Exercise task
Reproduce the records below, renaming every occurrence of "Target" to "Object" and leaving everything else unchanged.

Coordinate annotation records
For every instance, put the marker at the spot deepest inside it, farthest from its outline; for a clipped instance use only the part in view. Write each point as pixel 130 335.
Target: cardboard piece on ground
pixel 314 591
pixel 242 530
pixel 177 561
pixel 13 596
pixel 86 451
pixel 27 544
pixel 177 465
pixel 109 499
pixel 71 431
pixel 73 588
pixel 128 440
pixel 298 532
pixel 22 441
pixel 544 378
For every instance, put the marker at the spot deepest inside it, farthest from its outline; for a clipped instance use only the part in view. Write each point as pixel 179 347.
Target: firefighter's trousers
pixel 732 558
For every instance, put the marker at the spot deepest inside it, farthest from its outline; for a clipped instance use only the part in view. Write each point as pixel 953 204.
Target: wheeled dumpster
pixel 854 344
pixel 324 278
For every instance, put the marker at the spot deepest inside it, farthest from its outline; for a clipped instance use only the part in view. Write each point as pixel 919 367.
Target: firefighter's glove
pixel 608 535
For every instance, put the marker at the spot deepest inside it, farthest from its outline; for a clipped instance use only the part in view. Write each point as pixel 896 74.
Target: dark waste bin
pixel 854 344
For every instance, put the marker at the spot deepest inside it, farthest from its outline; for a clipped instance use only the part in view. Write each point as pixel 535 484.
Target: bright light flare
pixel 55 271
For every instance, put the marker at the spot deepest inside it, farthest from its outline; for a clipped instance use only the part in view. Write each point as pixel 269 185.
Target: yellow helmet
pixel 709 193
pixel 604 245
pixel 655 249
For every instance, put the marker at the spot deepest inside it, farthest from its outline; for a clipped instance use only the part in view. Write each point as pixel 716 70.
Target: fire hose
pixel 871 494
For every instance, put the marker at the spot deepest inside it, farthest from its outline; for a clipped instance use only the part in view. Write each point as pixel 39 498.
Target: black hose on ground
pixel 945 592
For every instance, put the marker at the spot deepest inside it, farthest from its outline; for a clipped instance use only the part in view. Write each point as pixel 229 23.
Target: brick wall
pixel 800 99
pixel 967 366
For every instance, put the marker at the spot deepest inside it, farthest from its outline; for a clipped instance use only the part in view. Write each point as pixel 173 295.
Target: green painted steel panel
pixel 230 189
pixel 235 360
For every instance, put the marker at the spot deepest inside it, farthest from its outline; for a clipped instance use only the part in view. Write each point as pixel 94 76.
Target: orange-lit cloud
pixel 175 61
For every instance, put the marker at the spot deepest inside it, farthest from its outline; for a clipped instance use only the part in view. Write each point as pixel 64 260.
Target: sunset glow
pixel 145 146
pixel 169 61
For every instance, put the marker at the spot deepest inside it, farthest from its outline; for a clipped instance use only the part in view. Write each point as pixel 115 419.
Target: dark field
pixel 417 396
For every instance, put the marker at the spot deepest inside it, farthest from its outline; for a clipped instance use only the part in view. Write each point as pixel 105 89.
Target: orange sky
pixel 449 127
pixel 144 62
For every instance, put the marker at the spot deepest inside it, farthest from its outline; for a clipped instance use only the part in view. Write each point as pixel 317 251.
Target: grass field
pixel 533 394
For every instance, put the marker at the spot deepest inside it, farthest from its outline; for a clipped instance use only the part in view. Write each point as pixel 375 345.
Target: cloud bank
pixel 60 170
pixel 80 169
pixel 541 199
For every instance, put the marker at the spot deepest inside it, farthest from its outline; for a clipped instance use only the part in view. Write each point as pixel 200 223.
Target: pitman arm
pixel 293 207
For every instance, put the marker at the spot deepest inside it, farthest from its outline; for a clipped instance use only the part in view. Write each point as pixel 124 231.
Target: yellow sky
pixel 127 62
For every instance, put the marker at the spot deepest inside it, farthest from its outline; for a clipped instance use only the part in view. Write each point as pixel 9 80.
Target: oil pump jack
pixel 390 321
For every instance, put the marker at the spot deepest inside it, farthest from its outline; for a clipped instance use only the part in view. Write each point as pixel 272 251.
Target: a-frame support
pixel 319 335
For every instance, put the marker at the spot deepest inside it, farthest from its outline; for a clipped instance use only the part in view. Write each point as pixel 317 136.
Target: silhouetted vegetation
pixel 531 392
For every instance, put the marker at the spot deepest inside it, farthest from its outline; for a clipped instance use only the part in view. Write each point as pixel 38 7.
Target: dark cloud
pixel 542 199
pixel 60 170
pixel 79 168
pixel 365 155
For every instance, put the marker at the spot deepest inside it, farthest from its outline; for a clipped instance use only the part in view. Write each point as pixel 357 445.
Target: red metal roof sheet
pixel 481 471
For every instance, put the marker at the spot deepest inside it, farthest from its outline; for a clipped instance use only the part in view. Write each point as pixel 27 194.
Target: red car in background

Complete answer
For every instance, put the marker at the spot deepest inside it, farthest from its outline; for a clipped instance use only the part in view. Write each point as pixel 130 335.
Object: cardboard piece on ground
pixel 314 591
pixel 242 530
pixel 177 561
pixel 13 596
pixel 86 451
pixel 27 544
pixel 177 465
pixel 109 499
pixel 71 431
pixel 73 588
pixel 128 440
pixel 298 532
pixel 22 441
pixel 544 378
For every instance, put the marker at the spot deepest inside it, farthest from its outline; for a clipped instance use only the part in view. Write each point as pixel 179 347.
Object: firefighter's trousers
pixel 732 558
For every instance, put the marker at the spot deepest inside it, farthest from its outline; for a clipped instance use only the part in view. Write each point as pixel 953 204.
Object: wheeled dumpster
pixel 854 344
pixel 324 278
For every instance, put the marker at the spot deepest inside it, farthest from its outline; for a clipped instance use only the part in view. Write each point as pixel 919 367.
Object: firefighter's glove
pixel 608 535
For every instance, put the marker at the spot deepest inside it, farthest from its outline; for a clipped instance use only the part in view. Write each point as pixel 896 74.
Object: dark waste bin
pixel 854 344
For every instance, put the marker at the spot deepest inside it, farthest from its outline; for a clipped instance use only the part in view. Write each point as pixel 535 484.
Object: bright light flare
pixel 55 271
For every instance, put the marker at the spot deepest inside it, farthest from its outline; for a clipped instance use only the part in view. Write each point as pixel 269 185.
Object: yellow helmet
pixel 709 193
pixel 604 245
pixel 655 249
For every instance, put the marker at the spot deepest inside it, farthest from its outline; for a clipped instance use only the part in view. Write each point as pixel 716 70.
Object: fire hose
pixel 871 494
For every instance, put the marker at the spot deepest inside it, farthest from its outline; for a clipped instance use only the part in view. Write each point as pixel 39 498.
Object: black hose on ground
pixel 945 592
For every instance, put the marker at the spot deepest inside it, farthest from its outline; for a clipped instance use only the part in view. Write each point as pixel 229 23.
Object: brick wall
pixel 800 99
pixel 967 366
For every instance, put the marker at the spot deepest inside it, farthest from its outline; for a clipped instance use only the part in view. Write each point as pixel 173 295.
Object: green painted steel panel
pixel 230 189
pixel 235 360
For every instance, put the marker at the spot deepest inside it, farthest from its outline; for a clipped instance use only the part in view. Write each point as pixel 94 76.
Object: orange-lit cloud
pixel 175 61
For every instance, put the marker at the spot deepest inside it, farthest from its outline; for a clipped instance use only the part in view. Write each point as pixel 64 260.
Object: sunset glow
pixel 145 146
pixel 169 61
For every instance, put the marker at the spot deepest inside it, farthest from its outline; for a clipped instance use only the part in view. Write each point as pixel 115 419.
Object: dark field
pixel 417 396
For every instance, put the marker at the spot deepest inside it, farthest from its outline; for a clipped instance use only the part in view. Write each point as pixel 105 89.
Object: orange sky
pixel 449 127
pixel 144 62
For every instance, put the marker at the spot deepest inside it, farthest from its outline; for a clipped instance use only the part in view. Write each point as pixel 317 251.
Object: grass field
pixel 533 394
For every instance, put the marker at the spot deepest inside it, farthest from its outline; for a clipped instance use only the part in view. Write each point as pixel 375 345.
Object: cloud bank
pixel 60 170
pixel 80 169
pixel 541 199
For every instance, put the marker at the spot deepest inside it, farthest from its outline; for a clipped instance use only the part in view. Write each point as pixel 200 223.
Object: pitman arm
pixel 293 207
For every instance, put the marker at the spot deepest inside it, farthest from its outline; for a clipped instance use only the part in view. Write each point as pixel 124 231.
Object: yellow sky
pixel 127 62
For every instance, put the marker at the spot deepest inside it, farthest from its outline; for a clipped instance use only the part in view. Write each point as pixel 9 80.
Object: oil pump jack
pixel 390 321
For every instance, put the marker at the spot deepest inside it, farthest from its outline; for a clipped instance use only the part in view. Write each point as pixel 272 251.
Object: a-frame support
pixel 319 335
For every instance, put the marker at the spot deepest inside it, farthest from its outline; for a clipped instance use only the part in view. Write each point as pixel 317 136.
Object: silhouetted vegetation
pixel 531 392
For every instance, put the marker at the spot deepest inside it, farthest from its outline; for a clipped instance use only the part in view. Write each point as pixel 38 7.
Object: dark cloud
pixel 542 199
pixel 60 170
pixel 79 168
pixel 365 155
For every instance, put the marker at the spot deepest inside it, farthest from its outline; for a clipped instance use only the part in view. Write each point as pixel 357 445.
Object: red metal roof sheet
pixel 481 471
For every instance, put the marker at the spot deepest inside it, farthest from its outline; for a clipped instance use only the part in view. Write each point as pixel 27 194.
Object: red car in background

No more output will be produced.